## Record set:
*** Begin section ***

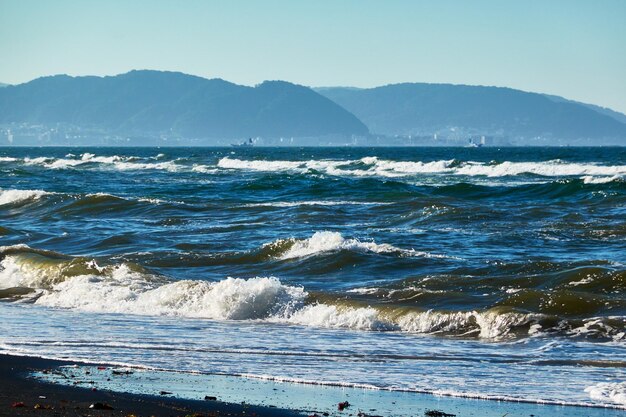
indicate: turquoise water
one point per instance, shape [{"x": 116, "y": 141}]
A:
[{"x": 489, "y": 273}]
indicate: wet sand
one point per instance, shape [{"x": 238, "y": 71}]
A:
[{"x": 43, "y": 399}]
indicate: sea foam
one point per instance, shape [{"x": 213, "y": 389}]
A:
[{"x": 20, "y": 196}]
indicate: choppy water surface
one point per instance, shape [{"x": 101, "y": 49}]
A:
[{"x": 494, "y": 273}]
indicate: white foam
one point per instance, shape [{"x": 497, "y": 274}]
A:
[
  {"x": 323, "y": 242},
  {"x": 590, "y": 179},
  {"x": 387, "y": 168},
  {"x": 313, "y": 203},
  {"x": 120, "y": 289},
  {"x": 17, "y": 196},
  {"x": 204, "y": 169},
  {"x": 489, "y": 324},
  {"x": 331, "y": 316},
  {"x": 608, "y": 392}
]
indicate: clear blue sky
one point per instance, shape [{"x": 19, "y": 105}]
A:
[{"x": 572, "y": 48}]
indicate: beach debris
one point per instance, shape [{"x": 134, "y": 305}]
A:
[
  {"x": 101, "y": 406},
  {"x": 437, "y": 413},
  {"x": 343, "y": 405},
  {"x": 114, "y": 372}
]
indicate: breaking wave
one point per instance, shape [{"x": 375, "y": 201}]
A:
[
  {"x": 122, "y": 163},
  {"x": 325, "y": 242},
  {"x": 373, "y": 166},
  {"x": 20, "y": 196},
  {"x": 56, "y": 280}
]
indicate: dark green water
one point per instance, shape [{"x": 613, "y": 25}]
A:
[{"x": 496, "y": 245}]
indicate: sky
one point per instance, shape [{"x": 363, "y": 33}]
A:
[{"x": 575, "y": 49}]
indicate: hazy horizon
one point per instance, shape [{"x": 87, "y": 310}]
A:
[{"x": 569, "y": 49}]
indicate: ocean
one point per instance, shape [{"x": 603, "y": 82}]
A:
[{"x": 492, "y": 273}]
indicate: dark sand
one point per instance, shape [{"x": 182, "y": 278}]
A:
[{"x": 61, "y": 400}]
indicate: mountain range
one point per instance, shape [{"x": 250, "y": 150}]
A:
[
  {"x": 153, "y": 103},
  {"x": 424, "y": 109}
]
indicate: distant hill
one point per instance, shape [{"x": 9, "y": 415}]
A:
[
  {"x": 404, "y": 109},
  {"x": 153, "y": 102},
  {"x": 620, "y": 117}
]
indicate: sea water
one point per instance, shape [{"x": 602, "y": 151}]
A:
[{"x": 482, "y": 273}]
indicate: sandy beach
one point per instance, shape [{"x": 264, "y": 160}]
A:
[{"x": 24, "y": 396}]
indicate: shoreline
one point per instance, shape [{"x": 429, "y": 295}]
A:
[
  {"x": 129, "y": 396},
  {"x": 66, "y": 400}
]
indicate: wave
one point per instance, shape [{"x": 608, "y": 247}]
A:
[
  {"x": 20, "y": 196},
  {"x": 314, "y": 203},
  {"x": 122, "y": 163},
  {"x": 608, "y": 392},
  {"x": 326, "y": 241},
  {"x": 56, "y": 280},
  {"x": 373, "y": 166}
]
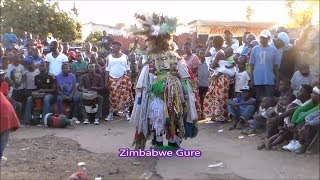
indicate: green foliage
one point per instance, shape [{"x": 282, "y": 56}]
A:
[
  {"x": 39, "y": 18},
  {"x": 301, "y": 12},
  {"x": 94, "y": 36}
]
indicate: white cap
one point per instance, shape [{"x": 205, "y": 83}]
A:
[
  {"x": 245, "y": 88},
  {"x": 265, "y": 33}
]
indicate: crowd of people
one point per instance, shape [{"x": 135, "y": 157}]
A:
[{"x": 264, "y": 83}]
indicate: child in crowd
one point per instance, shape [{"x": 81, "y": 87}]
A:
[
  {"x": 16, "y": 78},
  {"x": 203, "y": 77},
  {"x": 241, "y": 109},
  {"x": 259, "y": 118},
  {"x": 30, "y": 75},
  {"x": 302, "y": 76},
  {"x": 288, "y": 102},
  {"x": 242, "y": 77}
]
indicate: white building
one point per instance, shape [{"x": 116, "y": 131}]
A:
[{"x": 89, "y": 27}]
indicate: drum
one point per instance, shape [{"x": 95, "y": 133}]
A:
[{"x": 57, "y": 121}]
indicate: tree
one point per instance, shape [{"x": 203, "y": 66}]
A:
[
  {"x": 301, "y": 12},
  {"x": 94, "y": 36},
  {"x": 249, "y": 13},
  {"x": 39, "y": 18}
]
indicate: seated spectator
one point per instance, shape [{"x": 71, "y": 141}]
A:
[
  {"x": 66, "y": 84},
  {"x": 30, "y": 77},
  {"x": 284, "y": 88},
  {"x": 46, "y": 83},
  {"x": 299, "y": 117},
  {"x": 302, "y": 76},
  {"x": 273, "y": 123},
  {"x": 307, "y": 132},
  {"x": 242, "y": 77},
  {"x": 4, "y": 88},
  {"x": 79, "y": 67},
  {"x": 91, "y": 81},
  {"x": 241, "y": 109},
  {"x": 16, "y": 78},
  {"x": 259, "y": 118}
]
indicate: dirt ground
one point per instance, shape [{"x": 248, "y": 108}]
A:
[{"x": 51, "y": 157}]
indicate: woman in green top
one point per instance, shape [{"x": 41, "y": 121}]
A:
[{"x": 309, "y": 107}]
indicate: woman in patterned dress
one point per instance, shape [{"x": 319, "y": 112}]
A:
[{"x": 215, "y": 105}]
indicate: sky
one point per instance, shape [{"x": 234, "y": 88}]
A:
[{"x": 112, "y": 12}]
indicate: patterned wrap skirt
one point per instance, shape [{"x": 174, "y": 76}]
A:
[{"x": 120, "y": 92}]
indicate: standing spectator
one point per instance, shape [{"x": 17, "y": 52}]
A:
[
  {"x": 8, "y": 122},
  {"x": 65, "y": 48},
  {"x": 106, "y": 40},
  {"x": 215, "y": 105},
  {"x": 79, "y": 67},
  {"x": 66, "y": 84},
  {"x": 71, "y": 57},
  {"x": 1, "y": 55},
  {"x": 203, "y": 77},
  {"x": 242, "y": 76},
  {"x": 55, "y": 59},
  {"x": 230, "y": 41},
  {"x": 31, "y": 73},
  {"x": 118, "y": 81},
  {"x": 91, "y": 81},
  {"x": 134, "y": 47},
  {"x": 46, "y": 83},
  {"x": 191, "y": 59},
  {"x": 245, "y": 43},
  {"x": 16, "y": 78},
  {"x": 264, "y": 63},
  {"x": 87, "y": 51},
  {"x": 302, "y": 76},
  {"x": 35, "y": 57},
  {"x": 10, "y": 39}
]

*** End section ***

The material should be duplicated word for word, with no images included.

indicate: turquoise water
one point per instance, shape [{"x": 116, "y": 141}]
A:
[{"x": 489, "y": 273}]
indicate: wet sand
one point per instance, shape [{"x": 238, "y": 71}]
A:
[{"x": 43, "y": 399}]
indicate: sea foam
one point per instance, shape [{"x": 213, "y": 389}]
A:
[{"x": 20, "y": 196}]
indicate: choppy water surface
one point per instance, shape [{"x": 101, "y": 49}]
A:
[{"x": 494, "y": 273}]
indicate: white foam
one point per instance, shape [{"x": 497, "y": 274}]
A:
[
  {"x": 323, "y": 242},
  {"x": 590, "y": 179},
  {"x": 387, "y": 168},
  {"x": 313, "y": 203},
  {"x": 120, "y": 289},
  {"x": 17, "y": 196},
  {"x": 204, "y": 169},
  {"x": 489, "y": 324},
  {"x": 331, "y": 316},
  {"x": 608, "y": 392}
]
indicate: clear blue sky
one point per instance, shape [{"x": 19, "y": 105}]
A:
[{"x": 572, "y": 48}]
indicate: beach debris
one point per instance, shape [{"x": 134, "y": 305}]
A:
[
  {"x": 101, "y": 406},
  {"x": 437, "y": 413},
  {"x": 343, "y": 405},
  {"x": 114, "y": 372}
]
indicate: breaking wave
one point per instance, shape [{"x": 375, "y": 201}]
A:
[
  {"x": 122, "y": 163},
  {"x": 325, "y": 242},
  {"x": 373, "y": 166},
  {"x": 20, "y": 196},
  {"x": 56, "y": 280}
]
indicate: dark green water
one point per instance, shape [{"x": 613, "y": 25}]
A:
[{"x": 496, "y": 245}]
indicate: sky
one point per instance, shape [{"x": 363, "y": 33}]
A:
[{"x": 575, "y": 49}]
indicate: hazy horizon
one point per instance, shape [{"x": 87, "y": 310}]
A:
[{"x": 569, "y": 49}]
indicate: ocean
one point per instance, shape [{"x": 603, "y": 82}]
A:
[{"x": 492, "y": 273}]
indicate: dark sand
one point per instance, shape [{"x": 182, "y": 278}]
A:
[{"x": 61, "y": 400}]
indicate: mountain range
one point per instance, shape [{"x": 250, "y": 150}]
A:
[
  {"x": 153, "y": 103},
  {"x": 424, "y": 109}
]
indicate: distant hill
one point per instance, shape [{"x": 9, "y": 415}]
A:
[
  {"x": 404, "y": 109},
  {"x": 153, "y": 102},
  {"x": 620, "y": 117}
]
indicate: sea water
one point per instance, shape [{"x": 602, "y": 151}]
A:
[{"x": 482, "y": 273}]
indicate: sandy beach
one point per instance, shape [{"x": 264, "y": 160}]
A:
[{"x": 24, "y": 396}]
indicate: shoreline
one point per instance, shape [{"x": 429, "y": 295}]
A:
[
  {"x": 129, "y": 396},
  {"x": 66, "y": 400}
]
indicate: wave
one point per instance, shape [{"x": 608, "y": 247}]
A:
[
  {"x": 20, "y": 196},
  {"x": 314, "y": 203},
  {"x": 122, "y": 163},
  {"x": 608, "y": 392},
  {"x": 326, "y": 241},
  {"x": 56, "y": 280},
  {"x": 373, "y": 166}
]
indicate: green foliage
one point per instance, shape [{"x": 282, "y": 56}]
A:
[
  {"x": 39, "y": 18},
  {"x": 301, "y": 12},
  {"x": 94, "y": 36}
]
indicate: white cap
one point per instance, shape [{"x": 205, "y": 83}]
A:
[
  {"x": 245, "y": 88},
  {"x": 265, "y": 33}
]
indicate: crowd of people
one point per instance, shape [{"x": 135, "y": 157}]
A:
[{"x": 264, "y": 83}]
indicate: child in crowd
one point per instance, shape [{"x": 81, "y": 87}]
A:
[
  {"x": 16, "y": 78},
  {"x": 203, "y": 77},
  {"x": 241, "y": 109},
  {"x": 259, "y": 118},
  {"x": 30, "y": 75},
  {"x": 302, "y": 76},
  {"x": 288, "y": 102},
  {"x": 242, "y": 77}
]
indicate: white building
one point per instance, shape [{"x": 116, "y": 131}]
A:
[{"x": 89, "y": 27}]
indicate: drum
one point per instance, shape [{"x": 95, "y": 133}]
A:
[{"x": 57, "y": 121}]
indicate: tree
one point per instance, shape [{"x": 203, "y": 66}]
A:
[
  {"x": 301, "y": 12},
  {"x": 94, "y": 36},
  {"x": 249, "y": 13},
  {"x": 39, "y": 18}
]
indicate: seated spectator
one point per instance, shape [{"x": 71, "y": 141}]
A:
[
  {"x": 66, "y": 84},
  {"x": 30, "y": 77},
  {"x": 284, "y": 88},
  {"x": 46, "y": 83},
  {"x": 299, "y": 117},
  {"x": 302, "y": 76},
  {"x": 273, "y": 123},
  {"x": 307, "y": 132},
  {"x": 242, "y": 77},
  {"x": 4, "y": 88},
  {"x": 79, "y": 67},
  {"x": 91, "y": 81},
  {"x": 241, "y": 109},
  {"x": 16, "y": 78},
  {"x": 259, "y": 118}
]
indicate: dirt ground
one point per instance, shape [{"x": 248, "y": 108}]
A:
[{"x": 51, "y": 157}]
indicate: woman in green top
one point per instance, shape [{"x": 41, "y": 121}]
A:
[{"x": 309, "y": 107}]
indicate: woman in patterned dress
one point per instance, shape [{"x": 319, "y": 112}]
A:
[{"x": 215, "y": 105}]
indicate: sky
one point per instance, shape [{"x": 234, "y": 88}]
A:
[{"x": 112, "y": 12}]
indicate: patterned wrap skirt
one point per instance, shape [{"x": 174, "y": 76}]
A:
[{"x": 120, "y": 92}]
indicate: standing spectator
one point per instance, shape [{"x": 17, "y": 52}]
A:
[
  {"x": 8, "y": 122},
  {"x": 65, "y": 48},
  {"x": 106, "y": 40},
  {"x": 215, "y": 105},
  {"x": 79, "y": 67},
  {"x": 66, "y": 84},
  {"x": 71, "y": 57},
  {"x": 1, "y": 55},
  {"x": 203, "y": 77},
  {"x": 242, "y": 76},
  {"x": 55, "y": 59},
  {"x": 230, "y": 41},
  {"x": 31, "y": 73},
  {"x": 118, "y": 81},
  {"x": 91, "y": 81},
  {"x": 134, "y": 47},
  {"x": 46, "y": 83},
  {"x": 191, "y": 59},
  {"x": 245, "y": 43},
  {"x": 16, "y": 78},
  {"x": 264, "y": 63},
  {"x": 87, "y": 51},
  {"x": 302, "y": 76},
  {"x": 35, "y": 57},
  {"x": 10, "y": 39}
]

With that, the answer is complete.